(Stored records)
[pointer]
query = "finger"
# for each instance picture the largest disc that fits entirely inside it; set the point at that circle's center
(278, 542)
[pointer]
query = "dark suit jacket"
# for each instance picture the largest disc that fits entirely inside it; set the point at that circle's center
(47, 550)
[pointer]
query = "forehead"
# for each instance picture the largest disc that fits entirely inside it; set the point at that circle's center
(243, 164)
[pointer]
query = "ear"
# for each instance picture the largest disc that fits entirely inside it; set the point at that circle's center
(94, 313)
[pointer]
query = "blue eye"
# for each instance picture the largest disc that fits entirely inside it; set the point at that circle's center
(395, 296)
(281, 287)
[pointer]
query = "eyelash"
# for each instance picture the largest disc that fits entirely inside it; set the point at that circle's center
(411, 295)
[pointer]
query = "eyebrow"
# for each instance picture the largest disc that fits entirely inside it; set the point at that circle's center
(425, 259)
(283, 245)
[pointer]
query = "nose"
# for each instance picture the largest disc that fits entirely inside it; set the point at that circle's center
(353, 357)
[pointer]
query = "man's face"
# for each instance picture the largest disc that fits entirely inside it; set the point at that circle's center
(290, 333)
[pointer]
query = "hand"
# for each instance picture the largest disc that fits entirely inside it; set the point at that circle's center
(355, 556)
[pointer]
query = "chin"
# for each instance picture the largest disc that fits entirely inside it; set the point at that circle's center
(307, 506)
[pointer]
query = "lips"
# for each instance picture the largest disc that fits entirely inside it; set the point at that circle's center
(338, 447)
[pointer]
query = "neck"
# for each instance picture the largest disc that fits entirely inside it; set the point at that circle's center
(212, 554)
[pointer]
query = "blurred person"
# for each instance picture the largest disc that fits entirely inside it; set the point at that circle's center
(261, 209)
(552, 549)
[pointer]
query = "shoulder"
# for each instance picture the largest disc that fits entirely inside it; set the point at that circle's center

Problem details >>
Print every record above exactly as it was given.

Response >>
[pointer]
query = "finger"
# for each instance picture the largest disc that fits entirely inside it; set the point at that circle's center
(278, 542)
[pointer]
query = "dark suit jacket"
# for each instance picture the largest disc that fits entirely inside it; set the point at that circle's center
(47, 550)
[pointer]
query = "forehead"
# for each instance picture the largest disc that fits entirely inside it; set the point at that circle's center
(243, 164)
[pointer]
query = "ear"
# for each instance picture the largest disc that fits entirely inside it; set the point at that circle's center
(94, 313)
[pointer]
query = "blue eye"
# for each instance picture the largest disc that fits entirely inside it; set the point at that circle's center
(395, 296)
(281, 287)
[pointer]
query = "eyelash"
# for each instance picture the largest disc that fits entirely inside it; set the point at that circle's center
(411, 295)
[pointer]
query = "eyebrow"
# for each instance picture the largest disc that fits entirely inside it; set the point at that circle's center
(425, 259)
(283, 245)
[pointer]
query = "nose"
# for each instance picture the largest disc that fits entirely inside it; set the point at that circle's center
(353, 357)
[pointer]
query = "man's face"
# for each instance picture the largest disc that fits entirely inside it; set the point at that circle's center
(290, 333)
[pointer]
query = "hand"
# for each instance picture the largest disc that fits entirely inside it; set the point at that circle's center
(355, 556)
[pointer]
query = "chin"
# for each instance picture the largest disc that fits entirely inside it; set the point at that circle's center
(307, 506)
[pointer]
query = "lips"
# for each instance picture the largest disc that fits entirely inside it; set the point at that circle's center
(338, 447)
[pointer]
query = "neck"
# for each instance picture the largest disc that fits entirely inside it; set the point at that circle's center
(212, 554)
[pointer]
query = "blurred person"
# for each instance picture the largest disc that fits entirely inside it; set the point at that circle's center
(261, 209)
(552, 549)
[pointer]
query = "shoulder"
# for each instance picture the largest disc that fits entirely inside it; set the point at that circle's center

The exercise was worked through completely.